■ Document text ■
[Start of section]

Advanced Synchrotron Light Rays – Shed “Light” on Long Dead Lizards
A joint Anglo/American team of researchers led by scientists from the University of Manchester are using an extremely powerful light source to pick up tiny traces of chemical signatures and by doing so they are “shedding light” on fossils and making some exciting new discoveries.
University of Manchester
Many of the fossils held in museum and university collections were found in the 19th and 20th Centuries, these fossils may have been scientifically described and carefully studied, but scientists are now able to use technologies beyond the imaginations of their academic predecessors to explore fossil material and tease out new information from the ancient rocks. A team of scientists from the Palaeontology Research Group at Manchester University were able to collaborate with the engineers based at the Stanford University Synchrotron Radiation Lightsource (based in California, United States), and reveal new information on the fifty million year old fossil of a lizard.
The Stanford Synchrotron Radiation Lightsource
The Stanford Synchrotron Radiation Lightsource is one of the most sophisticated and powerful synchrotrons in the western world. The technology, enabling strong beams of electromagnetic radiation, produced by particle accelerators to bombard an object with intense light has been around for fifty years or so. This technology has a wide range of applications, from providing engineers with an ability to assess structural issues in new materials, to being used in medicine, physics and now to scan fossils looking for tiny traces of otherwise invisible elements.

[End of section]

■ Parts of the exercise ■
1. Change "researchers" to "investigators" in the synchrotron article, and give the passage from "Advanced Synchrotron Light" up to and including "exciting new discoveries.".
2. Write the next part of the article on synchrotron light and fossils, starting after its last sentence.
The data are separate material, unrelated to the article.

(Region descriptions in natural language)

[Start of section]

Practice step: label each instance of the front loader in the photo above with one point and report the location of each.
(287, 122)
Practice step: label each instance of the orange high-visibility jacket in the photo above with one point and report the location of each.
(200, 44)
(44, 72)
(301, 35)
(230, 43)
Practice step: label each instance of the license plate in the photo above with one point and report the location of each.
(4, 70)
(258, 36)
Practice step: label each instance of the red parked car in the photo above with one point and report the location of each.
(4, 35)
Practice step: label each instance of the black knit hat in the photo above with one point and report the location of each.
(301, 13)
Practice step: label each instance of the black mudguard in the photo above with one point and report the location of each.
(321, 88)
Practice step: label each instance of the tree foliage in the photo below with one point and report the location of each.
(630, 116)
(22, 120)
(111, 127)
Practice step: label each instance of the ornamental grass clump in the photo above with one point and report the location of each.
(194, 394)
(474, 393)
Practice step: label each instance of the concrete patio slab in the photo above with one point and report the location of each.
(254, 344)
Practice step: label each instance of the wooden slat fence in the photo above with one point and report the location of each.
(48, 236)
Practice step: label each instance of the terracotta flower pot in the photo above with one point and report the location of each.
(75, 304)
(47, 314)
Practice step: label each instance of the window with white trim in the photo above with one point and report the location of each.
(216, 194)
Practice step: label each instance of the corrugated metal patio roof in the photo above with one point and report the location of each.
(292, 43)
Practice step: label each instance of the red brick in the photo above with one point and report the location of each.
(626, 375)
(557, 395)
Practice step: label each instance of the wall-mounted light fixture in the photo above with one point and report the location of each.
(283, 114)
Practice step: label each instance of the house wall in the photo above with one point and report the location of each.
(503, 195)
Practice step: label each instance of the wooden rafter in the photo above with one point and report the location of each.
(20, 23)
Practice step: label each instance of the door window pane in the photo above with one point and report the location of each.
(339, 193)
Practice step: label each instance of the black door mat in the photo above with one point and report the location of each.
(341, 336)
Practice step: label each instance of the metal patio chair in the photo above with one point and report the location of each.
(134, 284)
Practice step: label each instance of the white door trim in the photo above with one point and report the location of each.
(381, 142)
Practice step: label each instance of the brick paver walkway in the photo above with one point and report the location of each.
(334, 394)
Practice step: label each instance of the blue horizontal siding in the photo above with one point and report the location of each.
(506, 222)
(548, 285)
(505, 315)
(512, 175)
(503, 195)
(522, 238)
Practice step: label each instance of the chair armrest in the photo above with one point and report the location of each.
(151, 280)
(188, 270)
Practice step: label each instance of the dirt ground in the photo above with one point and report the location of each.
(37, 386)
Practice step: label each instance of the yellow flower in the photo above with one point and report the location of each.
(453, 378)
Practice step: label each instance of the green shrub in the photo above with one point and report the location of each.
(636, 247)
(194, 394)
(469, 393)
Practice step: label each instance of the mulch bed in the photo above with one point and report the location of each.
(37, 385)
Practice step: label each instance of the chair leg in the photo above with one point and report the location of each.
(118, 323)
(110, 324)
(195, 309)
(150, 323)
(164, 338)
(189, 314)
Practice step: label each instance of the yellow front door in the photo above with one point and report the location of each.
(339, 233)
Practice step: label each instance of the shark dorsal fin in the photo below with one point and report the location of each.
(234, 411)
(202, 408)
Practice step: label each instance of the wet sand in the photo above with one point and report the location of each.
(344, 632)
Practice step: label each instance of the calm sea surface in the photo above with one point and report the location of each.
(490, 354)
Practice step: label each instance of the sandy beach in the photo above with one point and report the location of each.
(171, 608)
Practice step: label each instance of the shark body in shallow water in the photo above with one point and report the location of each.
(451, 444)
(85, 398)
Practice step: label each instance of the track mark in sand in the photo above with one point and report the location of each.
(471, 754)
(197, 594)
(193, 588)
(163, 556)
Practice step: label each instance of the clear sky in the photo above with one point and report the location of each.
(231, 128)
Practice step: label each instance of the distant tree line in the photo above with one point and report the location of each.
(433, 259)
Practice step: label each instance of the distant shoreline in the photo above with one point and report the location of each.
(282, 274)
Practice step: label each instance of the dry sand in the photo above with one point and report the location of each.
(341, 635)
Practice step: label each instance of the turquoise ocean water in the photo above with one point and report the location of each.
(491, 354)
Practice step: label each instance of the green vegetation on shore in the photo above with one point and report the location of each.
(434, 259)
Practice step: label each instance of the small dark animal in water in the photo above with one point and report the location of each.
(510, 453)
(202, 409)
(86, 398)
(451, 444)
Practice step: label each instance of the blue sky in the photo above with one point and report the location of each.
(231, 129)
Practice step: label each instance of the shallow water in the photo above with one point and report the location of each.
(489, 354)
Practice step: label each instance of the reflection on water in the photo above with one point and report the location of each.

[End of section]

■ Written answers ■
1.
Advanced Synchrotron Light Rays – Shed “Light” on Long Dead Lizards
A joint Anglo/American team of investigators led by scientists from the University of Manchester are using an extremely powerful light source to pick up tiny traces of chemical signatures and by doing so they are “shedding light” on fossils and making some exciting new discoveries.

2.
This non-invasive and non-destructive technique has been used on a Palaeogene fossil of a lizard, which was originally thought to be just a moulted skin. However, the electromagnetic radiation scans found tiny traces of phosphorous where the teeth in the miniature jaws would have been. This proved that teeth had been present in the fossil and since no member of the Squamata (lizards and snakes) sheds their teeth as well as their skin when they moult, the fossil was re-described as a more complete specimen.
Fifty-million-year-old Lizard Fossil Used in the Study
Picture credit: University of Manchester/Applied Physics
The Manchester University team of scientists, a collaboration from various faculties includes Dr Roy Wogelius and Dr Phil Manning, who has recently been in the United States working on the excavation of a number of Triceratops (dinosaur fossils). One application of this new technology could be the analysis of dinosaur fossils, preserved in coarse sandstone to detect the chemical signatures of feathers which otherwise would not have shown up under more conventional light studies and X-rays. This could help palaeontologists to understand more about the evolution of feathers and ultimately the relationship between Aves (birds) and the Dinosauria.
Detecting the Presence of Chemicals
Not only was the powerful synchrotron able to detect the presence of chemicals related to the teeth of the tiny lizard, but their chemical signatures and placement in the jaw corresponding to other general features such as the lizard’s relatively elongated snout enabled the scientists to establish more information about the family and genus this fifty million year old specimen might be related to.
Based on this study, the team have concluded that the fossil specimen has a close resemblance to shinisaurids (Chinese Crocodile Lizards), these are small, semi-aquatic lizards that can be found today in south-east Asia. The fossil specimen has been proposed as being an example of Bahndwivici ammoskius an extinct shinisaurid that lived in Wyoming during the Eocene Epoch.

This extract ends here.